Referring expression data
++++++++++++++++++++
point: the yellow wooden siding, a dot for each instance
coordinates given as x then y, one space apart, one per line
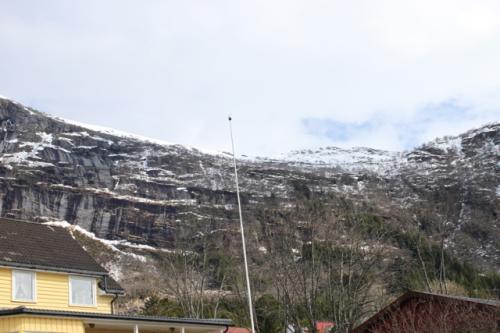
52 291
40 324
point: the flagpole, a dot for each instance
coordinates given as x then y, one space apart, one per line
249 292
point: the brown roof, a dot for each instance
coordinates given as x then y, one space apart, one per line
380 315
39 246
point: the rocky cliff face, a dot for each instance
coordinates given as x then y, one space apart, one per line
123 187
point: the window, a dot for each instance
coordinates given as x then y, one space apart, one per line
24 286
82 291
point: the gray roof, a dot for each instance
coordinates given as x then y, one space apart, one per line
39 246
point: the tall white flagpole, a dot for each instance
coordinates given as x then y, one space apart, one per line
249 292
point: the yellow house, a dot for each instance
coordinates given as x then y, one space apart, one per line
50 284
++++++++++++++++++++
> _REQUIREMENT_: With the pictures left aside, write out all of the records above exactly.

> _WRITTEN RESPONSE_:
point: the yellow wooden siding, a dot for each instance
coordinates given as x then y, one space apart, one per line
52 291
40 324
point: the flagpole, a dot for each instance
coordinates given as x then y, one space apart, one per line
249 292
point: the brown roof, a dot for each instance
coordinates given as x then y, one space apart, one per line
380 315
39 246
point: the rocky cliff face, a dot for each instance
coordinates given as x then y, one space apart, one per line
123 187
point: the window, a dot for each instance
coordinates given as x then y, one space apart, one per line
24 286
82 291
point: the gray roof, a dot for each instance
coordinates given as x then y, one space apart, one per line
39 246
point: the tall white flagpole, a dot for each instance
coordinates given as x then y, one space apart, one per line
249 292
point: the yellow house, a dot for each instance
coordinates given as x then y, one space apart, one per line
50 284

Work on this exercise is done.